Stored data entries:
■ ■ ■ ■ ■

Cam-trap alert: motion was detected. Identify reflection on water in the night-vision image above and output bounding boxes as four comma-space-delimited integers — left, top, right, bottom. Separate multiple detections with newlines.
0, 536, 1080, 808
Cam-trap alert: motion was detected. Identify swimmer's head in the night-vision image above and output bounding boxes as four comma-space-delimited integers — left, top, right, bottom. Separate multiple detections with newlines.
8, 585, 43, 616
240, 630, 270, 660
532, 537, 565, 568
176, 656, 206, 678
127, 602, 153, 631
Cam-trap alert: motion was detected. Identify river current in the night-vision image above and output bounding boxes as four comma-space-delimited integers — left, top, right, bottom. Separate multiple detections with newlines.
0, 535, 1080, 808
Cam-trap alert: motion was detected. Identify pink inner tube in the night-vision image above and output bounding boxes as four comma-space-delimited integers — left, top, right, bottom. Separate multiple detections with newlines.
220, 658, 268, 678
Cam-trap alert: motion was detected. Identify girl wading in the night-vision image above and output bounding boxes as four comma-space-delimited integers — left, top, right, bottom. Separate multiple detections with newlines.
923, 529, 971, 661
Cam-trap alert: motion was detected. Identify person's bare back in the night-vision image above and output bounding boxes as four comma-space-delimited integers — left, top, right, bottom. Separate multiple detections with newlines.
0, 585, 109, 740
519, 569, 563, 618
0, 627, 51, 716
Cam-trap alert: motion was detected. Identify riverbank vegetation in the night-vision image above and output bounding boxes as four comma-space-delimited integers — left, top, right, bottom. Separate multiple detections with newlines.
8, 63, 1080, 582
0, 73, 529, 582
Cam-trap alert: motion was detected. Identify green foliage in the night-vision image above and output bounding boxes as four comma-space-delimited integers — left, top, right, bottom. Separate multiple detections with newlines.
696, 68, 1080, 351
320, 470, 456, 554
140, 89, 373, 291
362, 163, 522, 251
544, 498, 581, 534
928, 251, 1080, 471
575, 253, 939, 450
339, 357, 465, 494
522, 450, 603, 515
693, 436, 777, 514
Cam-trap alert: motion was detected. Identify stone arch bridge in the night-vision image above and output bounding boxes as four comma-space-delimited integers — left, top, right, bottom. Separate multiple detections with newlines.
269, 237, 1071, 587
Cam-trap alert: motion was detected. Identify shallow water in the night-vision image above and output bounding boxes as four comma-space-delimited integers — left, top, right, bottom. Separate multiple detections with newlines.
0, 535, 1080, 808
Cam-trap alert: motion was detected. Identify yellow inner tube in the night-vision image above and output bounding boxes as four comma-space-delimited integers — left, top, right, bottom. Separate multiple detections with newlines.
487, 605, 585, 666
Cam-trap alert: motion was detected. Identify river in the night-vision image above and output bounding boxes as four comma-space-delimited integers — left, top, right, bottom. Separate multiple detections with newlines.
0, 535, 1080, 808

■ ■ ■ ■ ■

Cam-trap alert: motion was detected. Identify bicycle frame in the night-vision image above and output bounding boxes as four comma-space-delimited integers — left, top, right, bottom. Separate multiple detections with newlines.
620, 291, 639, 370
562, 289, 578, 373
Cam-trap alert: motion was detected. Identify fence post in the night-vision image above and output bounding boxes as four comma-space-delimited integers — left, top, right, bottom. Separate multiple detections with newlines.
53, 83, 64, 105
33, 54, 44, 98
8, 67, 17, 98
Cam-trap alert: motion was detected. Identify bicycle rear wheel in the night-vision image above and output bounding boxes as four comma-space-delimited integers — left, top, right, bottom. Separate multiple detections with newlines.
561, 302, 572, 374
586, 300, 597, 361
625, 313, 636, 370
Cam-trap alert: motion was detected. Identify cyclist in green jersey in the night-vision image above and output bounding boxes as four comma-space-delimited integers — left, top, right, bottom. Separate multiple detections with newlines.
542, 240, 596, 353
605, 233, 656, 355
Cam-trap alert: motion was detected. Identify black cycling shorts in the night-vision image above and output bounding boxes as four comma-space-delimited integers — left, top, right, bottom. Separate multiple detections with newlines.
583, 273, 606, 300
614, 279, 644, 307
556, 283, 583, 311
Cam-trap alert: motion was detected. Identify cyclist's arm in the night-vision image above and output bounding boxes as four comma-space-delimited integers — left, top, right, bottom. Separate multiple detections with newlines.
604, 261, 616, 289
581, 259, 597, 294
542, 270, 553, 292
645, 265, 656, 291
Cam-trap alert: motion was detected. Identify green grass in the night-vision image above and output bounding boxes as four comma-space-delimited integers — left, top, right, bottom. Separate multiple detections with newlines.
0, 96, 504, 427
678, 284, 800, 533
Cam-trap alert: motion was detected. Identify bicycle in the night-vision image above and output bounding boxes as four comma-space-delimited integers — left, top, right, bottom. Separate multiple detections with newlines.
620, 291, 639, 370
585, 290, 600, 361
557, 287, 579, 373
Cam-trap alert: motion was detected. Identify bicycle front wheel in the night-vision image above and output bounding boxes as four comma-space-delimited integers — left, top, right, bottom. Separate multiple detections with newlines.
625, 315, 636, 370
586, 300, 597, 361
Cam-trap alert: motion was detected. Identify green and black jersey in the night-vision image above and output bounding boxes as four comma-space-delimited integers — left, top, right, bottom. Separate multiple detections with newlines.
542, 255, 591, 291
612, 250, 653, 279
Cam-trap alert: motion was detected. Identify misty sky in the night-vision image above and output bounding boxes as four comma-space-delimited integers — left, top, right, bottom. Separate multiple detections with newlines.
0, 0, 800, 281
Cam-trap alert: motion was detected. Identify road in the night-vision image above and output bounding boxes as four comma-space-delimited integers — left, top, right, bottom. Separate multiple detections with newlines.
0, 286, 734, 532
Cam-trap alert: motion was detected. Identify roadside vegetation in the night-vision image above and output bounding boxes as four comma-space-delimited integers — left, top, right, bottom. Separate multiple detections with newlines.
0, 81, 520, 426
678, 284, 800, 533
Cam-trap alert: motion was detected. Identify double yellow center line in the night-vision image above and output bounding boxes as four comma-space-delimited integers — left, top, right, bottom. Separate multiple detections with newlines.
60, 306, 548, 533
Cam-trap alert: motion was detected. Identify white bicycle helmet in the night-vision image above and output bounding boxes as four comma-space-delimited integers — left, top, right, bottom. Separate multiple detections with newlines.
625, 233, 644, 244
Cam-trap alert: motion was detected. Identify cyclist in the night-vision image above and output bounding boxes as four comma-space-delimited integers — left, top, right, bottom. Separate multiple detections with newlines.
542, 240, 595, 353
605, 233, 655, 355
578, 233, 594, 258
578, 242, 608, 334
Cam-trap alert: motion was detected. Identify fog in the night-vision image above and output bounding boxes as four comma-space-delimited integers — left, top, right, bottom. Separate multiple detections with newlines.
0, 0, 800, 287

■ ■ ■ ■ ■

GIVEN TASK: Return every line of the entries above that contains the string "yellow", treating uppercase and lowercase letters as distinct.

WRITTEN RESPONSE:
Cam-trap alert: motion was detected. Identify yellow inner tube in the night-vision image above and output bounding boxes as four comma-space-delimited integers — left, top, right, bottom. Separate multiple detections with newlines.
Cam-trap alert: motion was detected. Identify double yellow center line in the night-vision image above and output bounding boxes as four comma-space-delimited integers — left, top, right, bottom. Separate multiple detections with newlines.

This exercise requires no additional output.